* _Problem to solve_: Only those lines running from the line that contains "Find the shadow on floor" through the end of the material are to be written out, each exactly as shown.

Source records:
============================================================

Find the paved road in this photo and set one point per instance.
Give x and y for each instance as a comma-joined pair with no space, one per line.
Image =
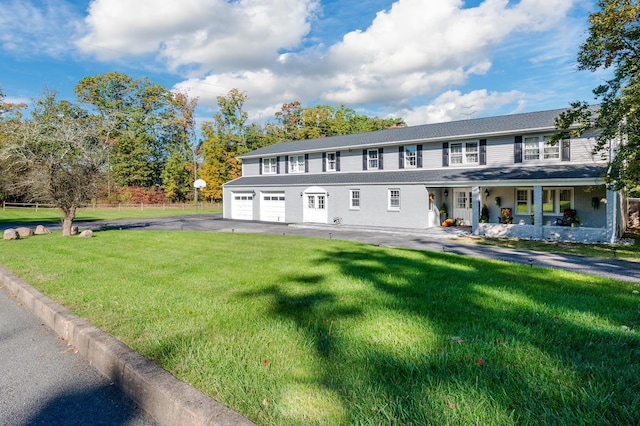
43,381
437,239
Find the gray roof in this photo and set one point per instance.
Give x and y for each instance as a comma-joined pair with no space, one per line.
474,128
445,176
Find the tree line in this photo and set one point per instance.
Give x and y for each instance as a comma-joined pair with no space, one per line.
128,137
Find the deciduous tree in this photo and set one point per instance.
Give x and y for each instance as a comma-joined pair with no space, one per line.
60,153
613,44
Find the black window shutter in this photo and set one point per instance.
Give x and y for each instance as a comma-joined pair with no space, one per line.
565,149
445,154
517,150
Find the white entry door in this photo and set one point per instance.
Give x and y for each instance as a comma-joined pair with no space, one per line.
272,207
242,206
462,205
315,207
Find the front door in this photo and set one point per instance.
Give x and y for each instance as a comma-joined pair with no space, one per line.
315,207
462,205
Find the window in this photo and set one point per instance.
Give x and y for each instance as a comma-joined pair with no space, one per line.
410,157
463,153
554,200
296,164
372,156
566,199
534,145
523,201
331,161
394,199
269,166
355,199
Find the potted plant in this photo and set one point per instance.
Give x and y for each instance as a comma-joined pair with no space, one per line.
484,214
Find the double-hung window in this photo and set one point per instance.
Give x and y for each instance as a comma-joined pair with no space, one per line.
410,156
331,161
554,200
355,199
269,166
461,153
372,159
540,148
394,199
296,164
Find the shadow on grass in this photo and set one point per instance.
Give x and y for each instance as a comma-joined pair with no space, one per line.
508,344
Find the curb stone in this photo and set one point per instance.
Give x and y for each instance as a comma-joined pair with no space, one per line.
168,400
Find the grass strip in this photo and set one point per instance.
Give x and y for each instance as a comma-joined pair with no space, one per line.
301,331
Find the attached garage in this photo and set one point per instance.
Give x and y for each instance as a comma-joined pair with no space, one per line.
272,207
242,206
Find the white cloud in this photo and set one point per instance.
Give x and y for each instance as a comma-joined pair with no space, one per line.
212,35
453,105
415,50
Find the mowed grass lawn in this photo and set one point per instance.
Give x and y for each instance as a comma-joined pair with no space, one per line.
301,331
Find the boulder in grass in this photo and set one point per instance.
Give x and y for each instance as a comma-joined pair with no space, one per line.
41,230
11,234
87,233
23,231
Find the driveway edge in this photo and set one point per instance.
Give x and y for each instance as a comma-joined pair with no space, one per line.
168,400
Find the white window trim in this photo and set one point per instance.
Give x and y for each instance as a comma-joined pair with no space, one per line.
407,163
543,142
351,199
464,154
369,159
389,198
556,200
295,166
328,162
269,166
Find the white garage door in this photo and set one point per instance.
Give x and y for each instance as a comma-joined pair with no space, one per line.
272,207
242,207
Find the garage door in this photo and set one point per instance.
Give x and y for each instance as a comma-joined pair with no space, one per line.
272,207
242,207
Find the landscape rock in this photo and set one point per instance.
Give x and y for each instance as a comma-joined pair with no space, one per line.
11,234
42,230
23,231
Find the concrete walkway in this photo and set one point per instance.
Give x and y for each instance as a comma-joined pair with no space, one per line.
44,381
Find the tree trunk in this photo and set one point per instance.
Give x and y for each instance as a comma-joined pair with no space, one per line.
67,221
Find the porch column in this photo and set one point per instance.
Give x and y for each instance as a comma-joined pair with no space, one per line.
475,208
612,216
537,212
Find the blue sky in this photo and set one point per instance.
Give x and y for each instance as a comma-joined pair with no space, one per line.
423,60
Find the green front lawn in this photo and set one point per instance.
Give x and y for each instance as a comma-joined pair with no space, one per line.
28,216
304,331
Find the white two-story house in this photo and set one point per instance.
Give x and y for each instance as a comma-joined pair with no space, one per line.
499,175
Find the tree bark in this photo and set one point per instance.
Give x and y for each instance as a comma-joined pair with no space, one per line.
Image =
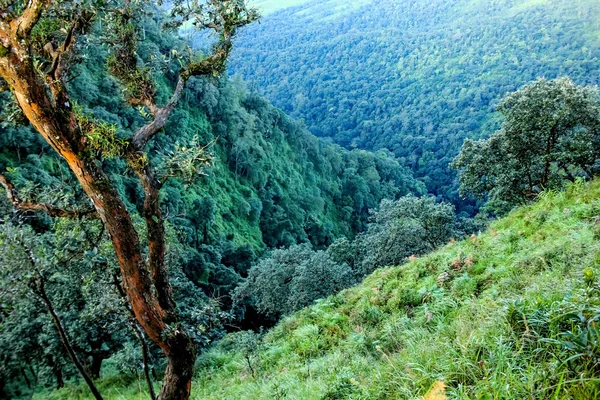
151,300
41,292
57,371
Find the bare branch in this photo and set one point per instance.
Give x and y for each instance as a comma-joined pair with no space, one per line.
32,14
145,133
13,197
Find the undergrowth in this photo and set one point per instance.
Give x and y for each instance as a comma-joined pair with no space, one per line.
509,314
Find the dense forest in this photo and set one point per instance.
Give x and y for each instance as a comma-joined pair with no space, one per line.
264,182
163,221
414,77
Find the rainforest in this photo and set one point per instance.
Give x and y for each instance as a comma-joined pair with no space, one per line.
299,199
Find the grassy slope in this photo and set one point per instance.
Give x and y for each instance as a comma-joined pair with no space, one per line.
398,333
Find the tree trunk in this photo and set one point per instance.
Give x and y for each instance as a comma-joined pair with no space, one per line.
65,339
145,357
148,292
96,365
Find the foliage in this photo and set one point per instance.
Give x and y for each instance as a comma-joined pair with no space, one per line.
290,279
550,135
414,77
525,328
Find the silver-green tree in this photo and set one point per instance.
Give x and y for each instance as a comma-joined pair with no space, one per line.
550,135
40,40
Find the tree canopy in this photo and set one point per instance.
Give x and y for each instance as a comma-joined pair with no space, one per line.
550,135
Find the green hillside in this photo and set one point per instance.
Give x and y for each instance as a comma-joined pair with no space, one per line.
481,315
269,6
509,314
415,77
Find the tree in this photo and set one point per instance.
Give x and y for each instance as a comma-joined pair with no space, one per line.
550,135
39,41
408,226
290,279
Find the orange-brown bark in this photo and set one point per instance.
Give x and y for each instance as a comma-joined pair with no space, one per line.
151,299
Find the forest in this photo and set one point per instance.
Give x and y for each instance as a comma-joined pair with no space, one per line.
414,77
168,233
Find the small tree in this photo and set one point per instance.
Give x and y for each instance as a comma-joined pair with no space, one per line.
39,42
550,135
290,279
408,226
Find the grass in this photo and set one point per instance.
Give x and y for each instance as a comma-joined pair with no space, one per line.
510,314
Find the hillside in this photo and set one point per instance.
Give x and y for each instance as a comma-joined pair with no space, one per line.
510,314
271,183
491,317
416,77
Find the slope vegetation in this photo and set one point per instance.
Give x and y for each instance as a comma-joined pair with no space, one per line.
508,314
416,77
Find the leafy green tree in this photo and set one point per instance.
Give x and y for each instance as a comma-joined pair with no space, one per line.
550,135
398,229
290,279
39,43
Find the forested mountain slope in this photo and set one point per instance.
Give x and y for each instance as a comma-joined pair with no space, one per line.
416,77
511,313
271,182
267,183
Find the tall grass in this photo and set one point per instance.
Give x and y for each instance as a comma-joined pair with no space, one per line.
511,314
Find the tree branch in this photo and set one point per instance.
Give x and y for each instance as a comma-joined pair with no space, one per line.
13,197
32,14
147,132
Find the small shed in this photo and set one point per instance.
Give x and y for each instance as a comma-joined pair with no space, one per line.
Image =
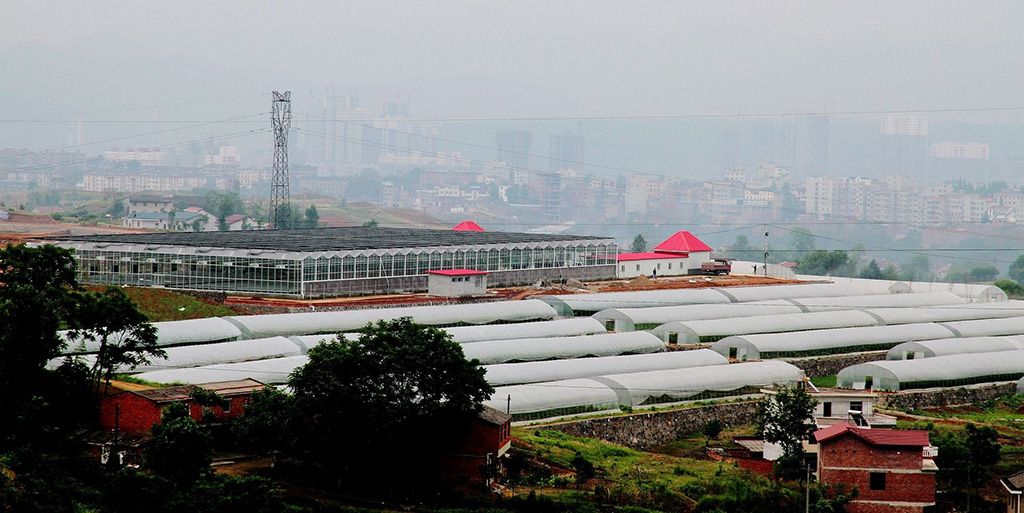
457,283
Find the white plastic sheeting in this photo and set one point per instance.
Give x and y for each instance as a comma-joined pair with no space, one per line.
694,332
577,304
535,372
879,301
987,328
197,331
932,348
503,351
286,325
626,319
954,370
553,398
270,372
637,389
222,352
797,344
561,328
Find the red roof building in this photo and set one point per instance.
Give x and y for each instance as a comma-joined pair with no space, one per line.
135,411
894,470
682,242
468,226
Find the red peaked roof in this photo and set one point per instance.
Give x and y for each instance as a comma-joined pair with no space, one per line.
457,272
468,226
682,242
875,436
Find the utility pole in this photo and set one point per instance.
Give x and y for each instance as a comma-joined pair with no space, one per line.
281,119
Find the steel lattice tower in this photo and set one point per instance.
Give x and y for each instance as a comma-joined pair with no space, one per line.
281,119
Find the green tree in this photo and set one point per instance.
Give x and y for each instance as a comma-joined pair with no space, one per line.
125,337
821,262
786,418
180,450
360,399
639,245
1016,271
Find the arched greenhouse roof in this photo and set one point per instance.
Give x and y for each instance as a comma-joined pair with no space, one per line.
953,370
503,351
987,327
638,389
561,328
879,301
344,321
800,344
222,352
171,333
694,332
932,348
270,372
535,372
553,398
646,318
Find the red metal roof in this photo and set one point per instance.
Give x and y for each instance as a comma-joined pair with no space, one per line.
468,226
626,257
876,436
682,242
457,272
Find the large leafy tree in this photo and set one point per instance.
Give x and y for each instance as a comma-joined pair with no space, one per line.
361,400
125,337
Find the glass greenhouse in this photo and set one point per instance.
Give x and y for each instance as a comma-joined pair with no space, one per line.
332,261
948,371
535,372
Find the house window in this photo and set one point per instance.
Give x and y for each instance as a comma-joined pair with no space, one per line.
878,481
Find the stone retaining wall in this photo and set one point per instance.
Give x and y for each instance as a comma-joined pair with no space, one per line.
827,366
655,428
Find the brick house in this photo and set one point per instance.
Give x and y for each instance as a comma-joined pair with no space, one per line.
134,411
488,437
893,470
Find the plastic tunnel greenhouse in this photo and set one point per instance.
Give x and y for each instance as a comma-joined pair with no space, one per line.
948,371
504,351
535,372
561,328
702,332
553,398
932,348
170,333
286,325
655,387
820,342
627,319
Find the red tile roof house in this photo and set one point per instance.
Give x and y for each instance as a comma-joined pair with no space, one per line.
134,412
893,470
487,438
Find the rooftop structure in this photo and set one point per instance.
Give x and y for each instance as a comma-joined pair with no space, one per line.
333,261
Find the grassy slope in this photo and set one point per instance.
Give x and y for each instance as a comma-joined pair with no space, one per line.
162,304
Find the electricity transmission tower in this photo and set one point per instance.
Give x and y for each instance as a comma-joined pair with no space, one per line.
281,119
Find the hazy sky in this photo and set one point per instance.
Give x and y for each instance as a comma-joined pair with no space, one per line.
604,57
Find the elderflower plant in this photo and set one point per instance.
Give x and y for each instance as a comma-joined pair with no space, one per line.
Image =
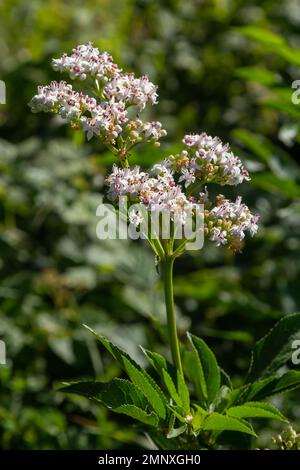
188,401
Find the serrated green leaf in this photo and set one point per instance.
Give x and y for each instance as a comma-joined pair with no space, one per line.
208,369
218,422
137,413
111,394
275,184
274,349
258,75
173,380
138,376
176,432
255,410
162,442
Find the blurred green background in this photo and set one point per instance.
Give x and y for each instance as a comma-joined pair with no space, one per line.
222,66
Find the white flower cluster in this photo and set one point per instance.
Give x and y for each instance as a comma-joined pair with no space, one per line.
105,114
139,131
226,223
159,193
104,119
206,159
131,90
87,61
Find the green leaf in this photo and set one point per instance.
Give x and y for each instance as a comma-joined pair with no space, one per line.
255,410
258,75
274,350
120,396
138,376
208,369
218,422
272,183
136,413
262,36
173,380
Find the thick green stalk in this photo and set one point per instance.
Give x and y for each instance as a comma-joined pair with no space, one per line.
167,271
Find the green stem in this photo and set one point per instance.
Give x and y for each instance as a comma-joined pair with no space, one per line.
167,267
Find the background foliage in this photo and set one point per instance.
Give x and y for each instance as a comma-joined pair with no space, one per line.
222,66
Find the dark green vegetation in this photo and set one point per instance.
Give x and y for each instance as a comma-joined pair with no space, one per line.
222,67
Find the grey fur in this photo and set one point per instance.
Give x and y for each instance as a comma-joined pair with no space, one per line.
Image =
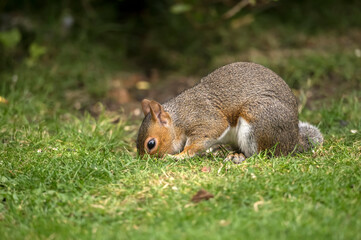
249,90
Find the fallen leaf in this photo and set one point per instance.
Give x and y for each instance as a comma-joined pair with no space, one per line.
202,195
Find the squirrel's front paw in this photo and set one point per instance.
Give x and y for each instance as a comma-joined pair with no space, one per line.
179,156
236,158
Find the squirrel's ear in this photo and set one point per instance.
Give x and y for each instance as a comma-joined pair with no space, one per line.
157,111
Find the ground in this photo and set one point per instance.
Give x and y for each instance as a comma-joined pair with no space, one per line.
69,169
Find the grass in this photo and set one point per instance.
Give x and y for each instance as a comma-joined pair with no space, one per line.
68,175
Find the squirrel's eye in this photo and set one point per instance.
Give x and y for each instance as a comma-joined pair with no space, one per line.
151,144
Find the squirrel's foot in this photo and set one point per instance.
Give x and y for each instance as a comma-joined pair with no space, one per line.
236,158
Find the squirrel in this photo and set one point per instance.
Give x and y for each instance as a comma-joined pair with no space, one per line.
245,105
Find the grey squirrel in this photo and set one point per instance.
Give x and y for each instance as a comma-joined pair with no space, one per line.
242,104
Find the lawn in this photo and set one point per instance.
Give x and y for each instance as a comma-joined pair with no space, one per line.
68,171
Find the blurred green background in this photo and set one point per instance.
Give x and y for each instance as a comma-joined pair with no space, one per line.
118,52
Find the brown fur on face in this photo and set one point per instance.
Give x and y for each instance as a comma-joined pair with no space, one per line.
156,125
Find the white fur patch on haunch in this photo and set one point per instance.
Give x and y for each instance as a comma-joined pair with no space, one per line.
241,137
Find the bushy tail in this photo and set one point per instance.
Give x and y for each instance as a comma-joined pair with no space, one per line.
309,137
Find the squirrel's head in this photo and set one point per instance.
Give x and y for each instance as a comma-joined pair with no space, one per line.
155,134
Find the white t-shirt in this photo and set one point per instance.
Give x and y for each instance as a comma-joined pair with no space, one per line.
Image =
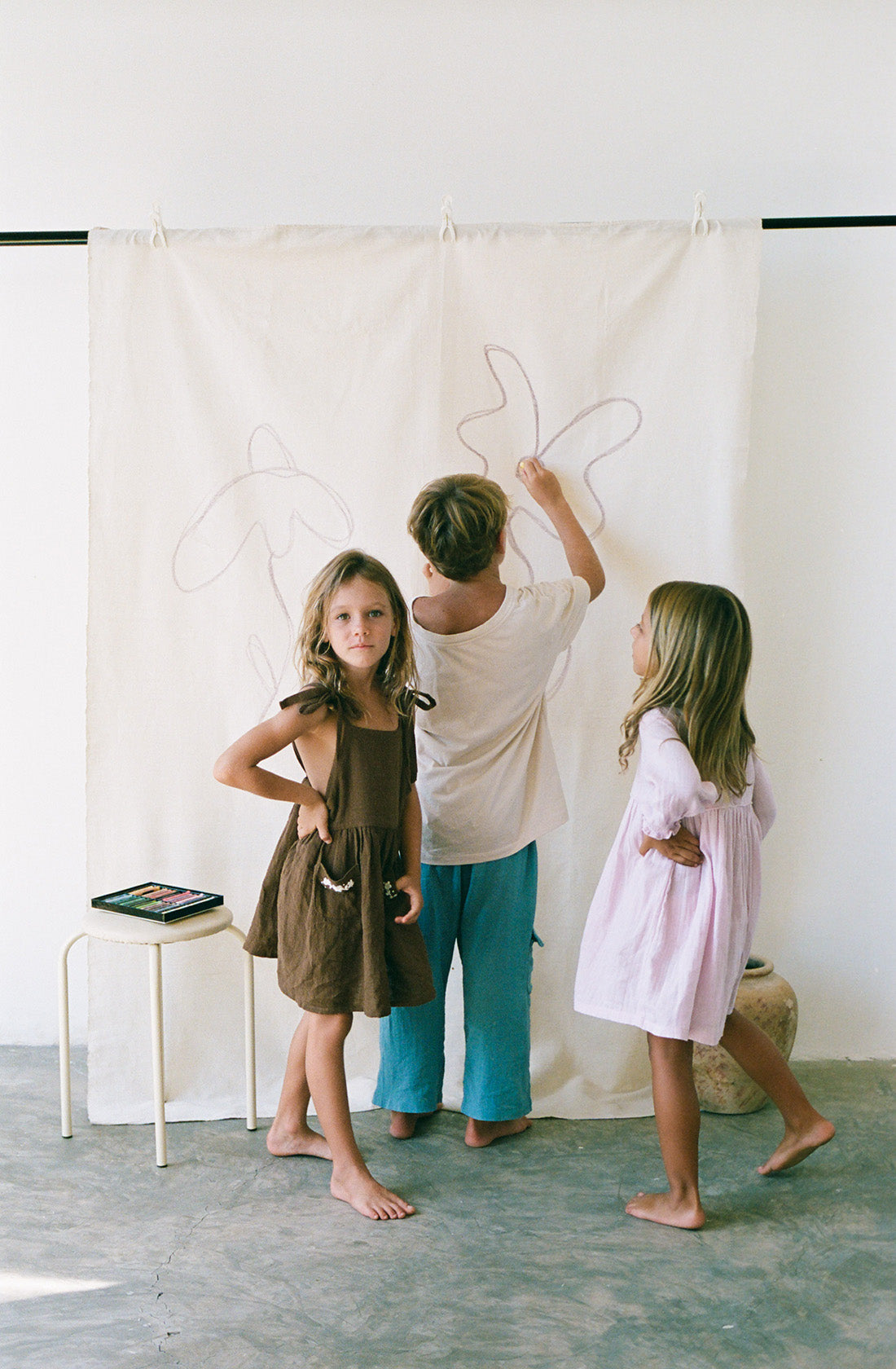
487,777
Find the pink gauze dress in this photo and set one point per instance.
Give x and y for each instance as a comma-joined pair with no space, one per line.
665,945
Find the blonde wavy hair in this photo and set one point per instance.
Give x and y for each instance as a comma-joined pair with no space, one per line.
320,667
456,522
700,662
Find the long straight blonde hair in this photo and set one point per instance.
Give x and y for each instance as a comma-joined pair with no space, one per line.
318,662
700,662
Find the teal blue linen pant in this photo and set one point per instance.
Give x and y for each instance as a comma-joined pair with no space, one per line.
489,909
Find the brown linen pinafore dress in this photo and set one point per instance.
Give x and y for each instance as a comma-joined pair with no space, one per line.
327,911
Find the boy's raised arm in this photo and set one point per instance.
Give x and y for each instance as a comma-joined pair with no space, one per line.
547,493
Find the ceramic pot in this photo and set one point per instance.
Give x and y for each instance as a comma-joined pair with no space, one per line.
767,1001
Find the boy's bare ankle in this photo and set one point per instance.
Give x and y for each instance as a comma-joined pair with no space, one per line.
483,1133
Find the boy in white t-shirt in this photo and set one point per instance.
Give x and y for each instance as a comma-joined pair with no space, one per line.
489,787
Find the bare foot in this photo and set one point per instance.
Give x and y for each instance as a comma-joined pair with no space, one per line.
666,1210
797,1145
300,1142
360,1190
402,1125
483,1133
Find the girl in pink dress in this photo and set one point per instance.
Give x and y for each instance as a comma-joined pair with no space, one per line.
670,923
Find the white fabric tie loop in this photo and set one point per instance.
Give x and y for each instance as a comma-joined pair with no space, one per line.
157,236
448,231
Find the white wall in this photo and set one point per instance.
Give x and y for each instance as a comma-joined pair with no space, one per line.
319,111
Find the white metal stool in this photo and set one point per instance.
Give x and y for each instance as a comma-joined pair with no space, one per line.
140,931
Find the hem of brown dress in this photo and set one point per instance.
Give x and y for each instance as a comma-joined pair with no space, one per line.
358,1008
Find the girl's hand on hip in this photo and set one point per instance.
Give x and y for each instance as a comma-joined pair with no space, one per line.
314,817
411,887
683,847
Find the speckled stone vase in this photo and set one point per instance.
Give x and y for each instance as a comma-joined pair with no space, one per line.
767,1001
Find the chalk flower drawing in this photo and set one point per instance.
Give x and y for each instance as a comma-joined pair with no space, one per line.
278,503
511,432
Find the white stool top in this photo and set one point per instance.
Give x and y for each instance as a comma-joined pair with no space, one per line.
143,931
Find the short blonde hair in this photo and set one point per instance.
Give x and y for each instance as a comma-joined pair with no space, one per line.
456,522
700,662
318,662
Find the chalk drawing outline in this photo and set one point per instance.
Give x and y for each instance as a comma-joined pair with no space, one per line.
539,449
278,551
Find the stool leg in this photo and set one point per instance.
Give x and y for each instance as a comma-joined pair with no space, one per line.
64,1052
157,1053
248,993
248,1002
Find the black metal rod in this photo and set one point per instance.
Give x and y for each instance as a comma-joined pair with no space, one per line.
869,221
29,240
77,237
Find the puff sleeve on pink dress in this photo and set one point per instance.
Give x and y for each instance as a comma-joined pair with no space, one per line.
665,945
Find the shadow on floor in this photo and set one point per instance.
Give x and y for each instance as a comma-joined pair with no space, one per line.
520,1256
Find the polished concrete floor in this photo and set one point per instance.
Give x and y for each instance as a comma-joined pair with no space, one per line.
520,1256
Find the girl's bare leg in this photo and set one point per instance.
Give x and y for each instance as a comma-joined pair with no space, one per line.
679,1125
805,1129
352,1181
290,1133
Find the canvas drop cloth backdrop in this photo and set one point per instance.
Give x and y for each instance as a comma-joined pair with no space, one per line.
261,400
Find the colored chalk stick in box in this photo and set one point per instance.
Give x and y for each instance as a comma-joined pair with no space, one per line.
159,902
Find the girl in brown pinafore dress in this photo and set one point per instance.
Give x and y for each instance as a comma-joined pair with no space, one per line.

============================================================

* _Solution to this exercise_:
Find the shadow on floor in this photo and set one point per instance.
Give x and y for each instance as a comma-joined pair with no space, one per line.
520,1256
Find the polished concrete floor in this photo and set one point per instance.
Give x and y for each instance as a comma-joined pair with no space, one per line.
520,1256
Find the girl's bare leg in this photo and set one point per instance.
Give x and y for each instance as a comma-joined pair with no space, one per line.
679,1125
805,1129
352,1181
290,1133
Find the canvas drop cloth backdrop in this photo and set one point per instance.
Give x and y for each instance as a comma-joined pair with no space, one per line.
261,400
Find the colored chalk stick in box in this photo and set one point per instance.
Give x and y for each instance as a comma-joined pair with no space, one per line.
159,902
Find the girl in brown pinafore dress in this photo and set one point per instance.
Give x and y for each instance as a comma-joined pair with no space, one per line.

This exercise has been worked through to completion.